STATED TASK: Return the whole post on efficiency and innovation in preparing for the recovery, word for word.

____ TEXT EXTRACT

Wednesday, August 5, 2009

Efficiency and Innovation in Preparing for the Recovery

In an Executive Briefing reported June 22 in the MIT Sloan Management Review, Dr.Vijay Govindarajan, an expert on innovation at the Amos Tuck School of Business at Dartmouth University, described a “three box” metaphor for the strategy needed during coping with recessionary times. This metaphor applies to enterprises in all industries – including higher education and health – but with obvious nuances.

Box 1: Improving the Efficiency of Today’s Businesses.
Becoming leaner, smarter, and more efficient is critical in a recession. Indeed, many innovations are directed at improving the efficiency and effectiveness of processes, yielding dividends in both existing lines of endeavor and new areas. Dr. Govindarajan points out that recessions are followed by periods of expansion and by changes in the competitive landscape. The benefits of these conditions are captured by nimbler, leaner competitors.

During normal times, Dr. Govindarajan recommends enterprises spend 50% of their energies on harvesting efficiencies and economies. During recession, he recommends increasing this percentage to 70% because resources are diminished and the penalty for mistakes is greater.

Box 2: Forgetting the Past, Selectively, Identifying the Concepts and Folk Wisdoms That Must be Abandoned in order to Achieve a Prosperous Future. William Faulkner once remarked, “The past isn’t dead. It isn’t even past.” What was true for fictional Yoknapatawpha County in Faulkner’s world is also true for colleges and universities. But to assure vibrant futures, colleges and universities need to revisit concepts carried forward from the past, embracing those that are timeless, reframing or abandoning others.

________
____ PROVIDED MATERIAL

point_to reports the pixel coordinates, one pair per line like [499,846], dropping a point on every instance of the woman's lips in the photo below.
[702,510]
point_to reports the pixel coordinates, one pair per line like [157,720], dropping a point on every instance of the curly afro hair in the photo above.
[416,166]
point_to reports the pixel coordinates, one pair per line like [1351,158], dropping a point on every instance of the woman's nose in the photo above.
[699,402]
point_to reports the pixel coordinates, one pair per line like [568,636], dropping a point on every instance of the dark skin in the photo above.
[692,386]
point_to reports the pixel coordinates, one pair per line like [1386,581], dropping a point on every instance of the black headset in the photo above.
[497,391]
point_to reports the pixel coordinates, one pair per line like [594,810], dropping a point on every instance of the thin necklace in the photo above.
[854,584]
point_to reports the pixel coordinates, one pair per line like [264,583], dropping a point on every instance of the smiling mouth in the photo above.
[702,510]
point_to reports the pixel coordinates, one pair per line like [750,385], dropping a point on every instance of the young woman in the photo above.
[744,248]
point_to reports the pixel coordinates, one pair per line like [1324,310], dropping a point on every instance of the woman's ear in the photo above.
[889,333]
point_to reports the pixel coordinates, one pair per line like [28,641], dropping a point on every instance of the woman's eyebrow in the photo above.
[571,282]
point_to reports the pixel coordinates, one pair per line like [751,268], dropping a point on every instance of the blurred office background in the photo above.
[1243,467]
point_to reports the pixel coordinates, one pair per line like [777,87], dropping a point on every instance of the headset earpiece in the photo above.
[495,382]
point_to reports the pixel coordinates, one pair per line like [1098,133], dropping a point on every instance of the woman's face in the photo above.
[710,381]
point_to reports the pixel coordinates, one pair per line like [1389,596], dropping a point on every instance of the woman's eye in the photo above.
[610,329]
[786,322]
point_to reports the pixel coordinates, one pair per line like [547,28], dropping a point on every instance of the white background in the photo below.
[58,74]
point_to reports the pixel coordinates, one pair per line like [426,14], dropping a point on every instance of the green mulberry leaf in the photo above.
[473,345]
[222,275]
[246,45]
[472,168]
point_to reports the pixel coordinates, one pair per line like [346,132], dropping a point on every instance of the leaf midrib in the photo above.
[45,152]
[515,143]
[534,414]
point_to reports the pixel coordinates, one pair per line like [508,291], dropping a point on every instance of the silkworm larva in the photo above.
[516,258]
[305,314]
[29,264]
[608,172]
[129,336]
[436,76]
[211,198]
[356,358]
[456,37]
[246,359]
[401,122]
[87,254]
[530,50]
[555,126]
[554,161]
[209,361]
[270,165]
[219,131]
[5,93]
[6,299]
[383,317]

________

COMPLETED EXERCISE:
Wednesday, August 5, 2009

Efficiency and Innovation in Preparing for the Recovery

In an Executive Briefing reported June 22 in the MIT Sloan Management Review, Dr.Vijay Govindarajan, an expert on innovation at the Amos Tuck School of Business at Dartmouth University, described a “three box” metaphor for the strategy needed during coping with recessionary times. This metaphor applies to enterprises in all industries – including higher education and health – but with obvious nuances.

Box 1: Improving the Efficiency of Today’s Businesses.
Becoming leaner, smarter, and more efficient is critical in a recession. Indeed, many innovations are directed at improving the efficiency and effectiveness of processes, yielding dividends in both existing lines of endeavor and new areas. Dr. Govindarajan points out that recessions are followed by periods of expansion and by changes in the competitive landscape. The benefits of these conditions are captured by nimbler, leaner competitors.

During normal times, Dr. Govindarajan recommends enterprises spend 50% of their energies on harvesting efficiencies and economies. During recession, he recommends increasing this percentage to 70% because resources are diminished and the penalty for mistakes is greater.

Box 2: Forgetting the Past, Selectively, Identifying the Concepts and Folk Wisdoms That Must be Abandoned in order to Achieve a Prosperous Future. William Faulkner once remarked, “The past isn’t dead. It isn’t even past.” What was true for fictional Yoknapatawpha County in Faulkner’s world is also true for colleges and universities. But to assure vibrant futures, colleges and universities need to revisit concepts carried forward from the past, embracing those that are timeless, reframing or abandoning others.